Excerpt:
American film and television actor (1919–1958)

Edgar Latimer Hinton (March 26, 1919 – October 12, 1958) was an American film and television actor. He was known for playing Special Agent Henderson in the American drama television series I Led 3 Lives.

Hinton was born in North Carolina. In 1938 he made his first screen appearance in the film Spring Madness, which starred Maureen O'Sullivan and Lew Ayres. He made an appearance to the 1948 film Harpoon. In 1953, he made his television debut in the television series Boston Blackie. In the same year, he played Special Agent Henderson in I Led 3 Lives.

Hinton appeared in numerous films such as Samson and Deliah (1949); I Was a Communist for the FBI (1951); Leadville Gunslinger (1952); The Hitch-Hiker (1953); River of No Return (1954); The Man from Bitter Ridge (1955); Walk the Proud Land (1956); Escape from Red Rock (1957), and Good Day for a Hanging (1959).

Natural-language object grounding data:

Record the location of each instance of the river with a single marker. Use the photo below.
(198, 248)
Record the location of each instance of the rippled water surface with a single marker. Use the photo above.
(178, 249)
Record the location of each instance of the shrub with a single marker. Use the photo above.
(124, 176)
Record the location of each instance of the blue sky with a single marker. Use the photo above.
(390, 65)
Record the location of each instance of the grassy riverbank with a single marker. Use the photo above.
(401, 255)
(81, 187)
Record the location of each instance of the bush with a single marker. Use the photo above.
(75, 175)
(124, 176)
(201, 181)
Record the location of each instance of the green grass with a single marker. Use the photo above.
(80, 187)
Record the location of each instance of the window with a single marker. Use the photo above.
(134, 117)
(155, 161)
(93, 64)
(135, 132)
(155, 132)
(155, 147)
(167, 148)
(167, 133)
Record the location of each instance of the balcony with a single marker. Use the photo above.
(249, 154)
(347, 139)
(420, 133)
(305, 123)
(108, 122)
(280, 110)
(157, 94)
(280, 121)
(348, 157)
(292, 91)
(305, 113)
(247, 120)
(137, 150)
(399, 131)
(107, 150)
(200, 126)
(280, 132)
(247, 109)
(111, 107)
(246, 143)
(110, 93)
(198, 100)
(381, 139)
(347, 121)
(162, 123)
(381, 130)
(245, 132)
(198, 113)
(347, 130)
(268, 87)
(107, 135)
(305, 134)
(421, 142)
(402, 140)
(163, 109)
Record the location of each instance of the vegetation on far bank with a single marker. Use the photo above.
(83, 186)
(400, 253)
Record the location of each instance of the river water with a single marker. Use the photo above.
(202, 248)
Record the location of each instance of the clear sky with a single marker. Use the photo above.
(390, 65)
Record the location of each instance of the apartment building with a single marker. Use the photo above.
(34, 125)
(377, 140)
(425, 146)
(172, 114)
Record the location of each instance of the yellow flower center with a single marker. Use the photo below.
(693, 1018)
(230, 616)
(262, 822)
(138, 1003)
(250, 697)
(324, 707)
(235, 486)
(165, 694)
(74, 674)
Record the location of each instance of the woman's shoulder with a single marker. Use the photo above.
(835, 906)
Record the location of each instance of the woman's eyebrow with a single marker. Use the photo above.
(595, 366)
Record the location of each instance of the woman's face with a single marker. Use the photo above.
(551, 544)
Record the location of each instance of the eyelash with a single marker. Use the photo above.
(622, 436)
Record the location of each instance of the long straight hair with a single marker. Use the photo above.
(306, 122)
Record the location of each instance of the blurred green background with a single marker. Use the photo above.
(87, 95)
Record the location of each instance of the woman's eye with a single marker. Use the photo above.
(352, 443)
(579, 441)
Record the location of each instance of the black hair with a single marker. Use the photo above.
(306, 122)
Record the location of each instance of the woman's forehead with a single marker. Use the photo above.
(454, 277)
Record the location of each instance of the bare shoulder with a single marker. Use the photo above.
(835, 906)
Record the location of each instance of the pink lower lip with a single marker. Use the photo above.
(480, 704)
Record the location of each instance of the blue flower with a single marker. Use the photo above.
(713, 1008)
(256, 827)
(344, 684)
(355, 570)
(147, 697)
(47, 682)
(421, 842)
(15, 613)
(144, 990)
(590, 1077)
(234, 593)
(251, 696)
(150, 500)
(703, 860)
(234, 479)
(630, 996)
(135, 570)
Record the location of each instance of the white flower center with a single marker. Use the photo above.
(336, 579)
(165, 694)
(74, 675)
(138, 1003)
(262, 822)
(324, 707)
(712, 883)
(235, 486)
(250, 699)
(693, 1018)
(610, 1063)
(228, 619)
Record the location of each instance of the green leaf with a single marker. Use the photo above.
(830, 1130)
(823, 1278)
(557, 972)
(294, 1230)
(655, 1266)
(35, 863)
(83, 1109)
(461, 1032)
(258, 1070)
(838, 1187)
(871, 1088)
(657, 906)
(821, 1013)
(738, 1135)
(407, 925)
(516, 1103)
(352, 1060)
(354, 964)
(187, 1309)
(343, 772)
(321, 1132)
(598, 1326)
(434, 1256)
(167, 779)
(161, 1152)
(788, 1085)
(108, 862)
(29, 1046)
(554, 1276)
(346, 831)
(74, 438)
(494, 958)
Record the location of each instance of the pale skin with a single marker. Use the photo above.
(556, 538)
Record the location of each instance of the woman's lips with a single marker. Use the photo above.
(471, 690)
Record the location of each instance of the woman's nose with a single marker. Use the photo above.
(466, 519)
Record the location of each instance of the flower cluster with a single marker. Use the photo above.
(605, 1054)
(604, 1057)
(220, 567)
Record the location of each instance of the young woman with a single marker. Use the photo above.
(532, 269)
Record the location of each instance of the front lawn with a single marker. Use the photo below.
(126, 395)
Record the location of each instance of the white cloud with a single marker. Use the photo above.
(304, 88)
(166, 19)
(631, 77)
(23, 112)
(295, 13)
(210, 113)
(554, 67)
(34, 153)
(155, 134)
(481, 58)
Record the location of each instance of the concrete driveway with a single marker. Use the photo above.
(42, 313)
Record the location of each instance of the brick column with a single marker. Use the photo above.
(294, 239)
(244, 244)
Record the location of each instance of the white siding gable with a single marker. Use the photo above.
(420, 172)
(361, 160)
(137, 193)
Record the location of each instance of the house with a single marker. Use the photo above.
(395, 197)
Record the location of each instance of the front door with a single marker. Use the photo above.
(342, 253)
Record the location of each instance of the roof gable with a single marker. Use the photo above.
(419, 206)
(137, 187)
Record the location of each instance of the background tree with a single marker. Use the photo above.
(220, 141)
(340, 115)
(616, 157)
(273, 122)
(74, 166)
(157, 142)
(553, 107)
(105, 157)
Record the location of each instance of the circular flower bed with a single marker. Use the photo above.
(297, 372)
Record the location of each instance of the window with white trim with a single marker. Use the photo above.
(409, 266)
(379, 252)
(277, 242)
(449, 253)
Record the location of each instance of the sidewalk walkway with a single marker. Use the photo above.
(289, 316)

Set of tasks:
1/ According to the Edgar Hinton biography, in which film did Hinton make his first screen appearance?
2/ Reproduce the stretch of the Edgar Hinton biography from "Edgar Latimer Hinton" through "in I Led 3 Lives.".
3/ Carry on the Edgar Hinton biography, starting after its final sentence.
These entries have no connection to the Edgar Hinton biography.

Responses by item number:
1/ Spring Madness, in 1938.

2/
Edgar Latimer Hinton (March 26, 1919 – October 12, 1958) was an American film and television actor. He was known for playing Special Agent Henderson in the American drama television series I Led 3 Lives.

Hinton was born in North Carolina. In 1938 he made his first screen appearance in the film Spring Madness, which starred Maureen O'Sullivan and Lew Ayres. He made an appearance to the 1948 film Harpoon. In 1953, he made his television debut in the television series Boston Blackie. In the same year, he played Special Agent Henderson in I Led 3 Lives.

3/
Hinton guest-starred in television programs including Space Patrol, Wagon Train, Sky King, The Life and Legend of Wyatt Earp, Tales of Wells Fargo, Sugarfoot, The Adventures of Rin Tin Tin, Tombstone Territory, Death Valley Days, Tales of the Texas Rangers and Perry Mason.

He died in October 1958 in a plane crash at Santa Catalina Island in Los Angeles County, California, at the age of 39. His pilot, Vincent Pardew and a fellow passenger, Marcella Crum, died along with Hinton. After his death, his son Darby starred in the action and adventure television series Daniel Boone.